PROBLEM STATEMENT ▸ Wherever a picture appears in the listing below, leave it out and reproduce the rest exactly.

MATERIAL FOR THE TASK ▸
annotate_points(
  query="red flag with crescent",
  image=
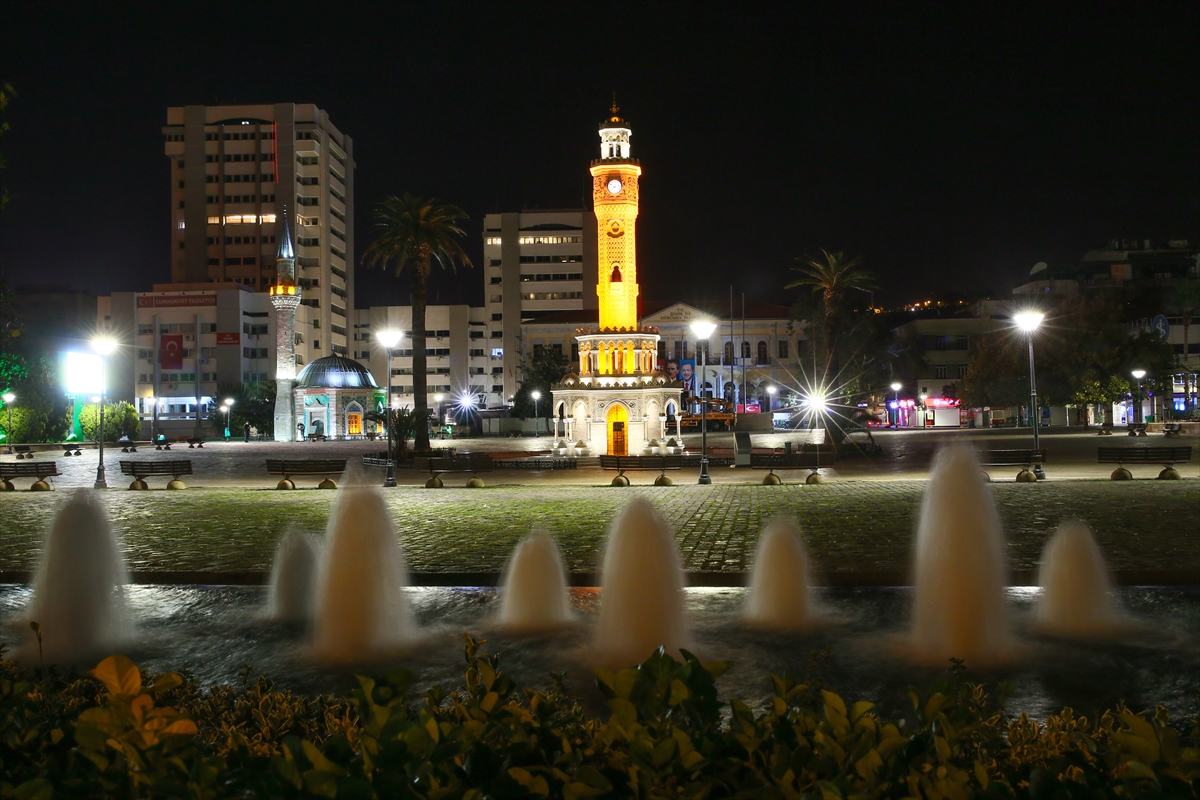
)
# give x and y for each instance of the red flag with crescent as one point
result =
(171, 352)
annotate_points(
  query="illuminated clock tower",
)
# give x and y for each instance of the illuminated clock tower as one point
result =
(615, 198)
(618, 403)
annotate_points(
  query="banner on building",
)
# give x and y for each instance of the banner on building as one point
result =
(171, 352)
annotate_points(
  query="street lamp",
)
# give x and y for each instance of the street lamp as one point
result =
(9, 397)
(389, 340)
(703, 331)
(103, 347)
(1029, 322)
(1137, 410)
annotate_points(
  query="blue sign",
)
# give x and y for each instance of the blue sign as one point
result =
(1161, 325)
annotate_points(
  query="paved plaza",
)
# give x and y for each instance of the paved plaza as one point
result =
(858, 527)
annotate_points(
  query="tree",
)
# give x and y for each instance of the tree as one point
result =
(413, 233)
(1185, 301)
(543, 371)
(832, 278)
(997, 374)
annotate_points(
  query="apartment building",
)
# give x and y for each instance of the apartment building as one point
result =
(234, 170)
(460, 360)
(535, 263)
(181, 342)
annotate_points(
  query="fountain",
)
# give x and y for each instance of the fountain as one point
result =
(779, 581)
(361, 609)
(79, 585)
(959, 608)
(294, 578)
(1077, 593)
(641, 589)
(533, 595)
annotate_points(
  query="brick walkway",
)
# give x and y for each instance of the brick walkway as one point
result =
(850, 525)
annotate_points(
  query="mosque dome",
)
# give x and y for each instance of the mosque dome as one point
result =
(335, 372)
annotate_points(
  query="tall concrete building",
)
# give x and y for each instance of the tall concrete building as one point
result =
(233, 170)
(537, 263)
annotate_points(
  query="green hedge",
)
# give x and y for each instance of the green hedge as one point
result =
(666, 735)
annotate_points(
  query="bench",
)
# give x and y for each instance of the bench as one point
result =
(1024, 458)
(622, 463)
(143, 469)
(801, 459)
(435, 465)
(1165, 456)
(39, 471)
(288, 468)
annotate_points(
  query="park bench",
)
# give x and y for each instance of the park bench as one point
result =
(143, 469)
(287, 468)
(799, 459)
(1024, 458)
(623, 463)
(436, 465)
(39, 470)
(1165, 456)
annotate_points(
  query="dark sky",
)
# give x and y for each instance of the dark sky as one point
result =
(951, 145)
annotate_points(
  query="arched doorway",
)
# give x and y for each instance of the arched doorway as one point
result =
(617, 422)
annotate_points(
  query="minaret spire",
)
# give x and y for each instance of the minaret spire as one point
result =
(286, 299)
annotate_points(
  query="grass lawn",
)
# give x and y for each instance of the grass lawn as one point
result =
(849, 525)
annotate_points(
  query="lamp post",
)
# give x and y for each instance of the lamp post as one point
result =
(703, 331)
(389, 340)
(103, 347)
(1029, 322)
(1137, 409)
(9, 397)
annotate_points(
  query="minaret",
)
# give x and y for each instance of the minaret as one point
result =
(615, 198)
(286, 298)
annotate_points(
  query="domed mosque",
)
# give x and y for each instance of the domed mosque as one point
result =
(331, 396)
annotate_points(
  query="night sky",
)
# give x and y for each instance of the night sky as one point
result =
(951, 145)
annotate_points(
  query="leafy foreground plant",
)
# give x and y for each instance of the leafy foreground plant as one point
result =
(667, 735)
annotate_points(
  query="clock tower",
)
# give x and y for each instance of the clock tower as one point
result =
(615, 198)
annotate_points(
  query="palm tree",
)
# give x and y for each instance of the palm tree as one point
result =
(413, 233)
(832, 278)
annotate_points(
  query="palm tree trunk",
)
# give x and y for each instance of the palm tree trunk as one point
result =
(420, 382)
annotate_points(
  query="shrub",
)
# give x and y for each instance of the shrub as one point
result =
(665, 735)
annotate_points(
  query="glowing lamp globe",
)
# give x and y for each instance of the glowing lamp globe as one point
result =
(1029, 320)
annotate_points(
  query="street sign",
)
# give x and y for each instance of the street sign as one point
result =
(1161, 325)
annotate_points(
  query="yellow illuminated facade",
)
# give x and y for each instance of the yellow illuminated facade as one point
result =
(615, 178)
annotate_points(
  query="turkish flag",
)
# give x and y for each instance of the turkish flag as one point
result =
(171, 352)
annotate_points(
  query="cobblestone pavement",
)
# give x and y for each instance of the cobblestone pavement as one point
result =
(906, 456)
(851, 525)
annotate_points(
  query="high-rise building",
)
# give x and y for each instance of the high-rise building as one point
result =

ANSWER SECTION ▸
annotate_points(
  query="red flag with crescent",
  image=
)
# give x and y for each instance of the red flag with crescent as one point
result =
(171, 352)
annotate_points(
  query="illuminated clock tower",
)
# give x and y for each instance of the illuminated clock tower as one point
result =
(615, 198)
(618, 403)
annotate_points(
  query="banner on building",
)
# give x and y for each instance of the banner on building as one point
result =
(171, 352)
annotate_points(
  query="street lamp",
)
# give x and y for each instance of the street lamp as one point
result =
(9, 397)
(389, 340)
(703, 331)
(103, 347)
(1029, 322)
(1137, 410)
annotate_points(
  query="blue sign",
)
# give x and y for each instance of the blue sign as one point
result =
(1161, 325)
annotate_points(
  query="paved plaza",
)
# give x and y for each instance of the paved plaza as one point
result =
(858, 527)
annotate_points(
  query="tree",
)
# give x and y for each instance of the tree as one point
result =
(413, 233)
(1185, 301)
(543, 371)
(832, 278)
(997, 374)
annotate_points(
  query="apartment building",
)
# give x and y for each instance of the apartment building as one point
result =
(234, 170)
(460, 360)
(535, 263)
(181, 342)
annotate_points(
  query="fountain",
)
# give x and y for each instance of the fountain as one point
result =
(779, 581)
(361, 609)
(79, 585)
(959, 608)
(294, 578)
(1077, 593)
(641, 589)
(533, 595)
annotate_points(
  query="brick walkway",
)
# give x and y for each instance of the brick walkway as one point
result =
(850, 525)
annotate_points(
  query="mosque dome",
)
# give x and y for each instance of the mosque dome as one point
result =
(335, 372)
annotate_points(
  query="tall concrete building",
)
# give x and y for each instance of the tall concrete building as one point
result =
(233, 170)
(537, 263)
annotate_points(
  query="green hedge",
)
# give x and y for each instance of the green hedge as one point
result =
(666, 735)
annotate_points(
  query="bench",
)
# give x and y for each instance of the bench as one point
result =
(1024, 458)
(622, 463)
(143, 469)
(801, 459)
(435, 465)
(1165, 456)
(39, 471)
(288, 468)
annotate_points(
  query="park bench",
)
# give x and y for each instance of the park bench as one point
result =
(143, 469)
(287, 468)
(799, 459)
(1024, 458)
(623, 463)
(436, 465)
(39, 470)
(1165, 456)
annotate_points(
  query="dark sky",
)
# give x and y for each instance of the dark sky as one point
result =
(951, 145)
annotate_points(
  query="arched doorway",
)
# give x and y for each instance of the arched doorway as one point
result =
(617, 422)
annotate_points(
  query="minaret spire",
)
# give x and y for each instance of the minaret spire as one point
result =
(286, 299)
annotate_points(
  query="grass lawn",
)
# give x and y for each instance of the grass lawn as one point
result =
(849, 525)
annotate_points(
  query="lamp post",
)
# give x and y for each instance of the lamp post as one point
result =
(703, 331)
(389, 340)
(103, 347)
(1029, 322)
(1137, 409)
(9, 397)
annotate_points(
  query="minaret",
)
# give x and y for each instance of the minaret as one point
result =
(615, 198)
(286, 298)
annotate_points(
  query="domed mosque",
)
# give x and y for each instance of the domed mosque as one point
result =
(331, 396)
annotate_points(
  query="night sky",
)
# give x and y for each instance of the night sky as one point
result =
(951, 145)
annotate_points(
  query="leafy foreground plant",
)
# give x and y for each instance of the leafy foreground plant as one point
result =
(667, 735)
annotate_points(
  query="clock tower",
)
# give x and y for each instance of the clock tower as one point
result =
(615, 198)
annotate_points(
  query="palm tree",
)
# give x and y for each instance of the palm tree as one point
result =
(413, 233)
(832, 278)
annotate_points(
  query="palm tree trunk",
)
# give x and y for each instance of the palm tree trunk as one point
result =
(420, 382)
annotate_points(
  query="shrub",
)
# give x and y for each instance of the shrub as one point
result =
(665, 735)
annotate_points(
  query="glowing lamp globe",
)
# give x and y for each instance of the glowing lamp globe as one point
result =
(1029, 320)
annotate_points(
  query="street sign",
)
# give x and y for each instance of the street sign as one point
result =
(1161, 325)
annotate_points(
  query="yellow illuminated facade",
)
# give x and y for each instance of the yellow illuminated facade as one point
result =
(615, 178)
annotate_points(
  query="turkish flag",
)
# give x and y for each instance of the turkish flag as one point
result =
(171, 352)
annotate_points(
  query="cobblestone pavement",
)
# give x and y for each instance of the cobblestone pavement as one point
result =
(906, 456)
(851, 525)
annotate_points(
  query="high-rise building",
)
# give x and y for each instance of the high-rise building as one point
result =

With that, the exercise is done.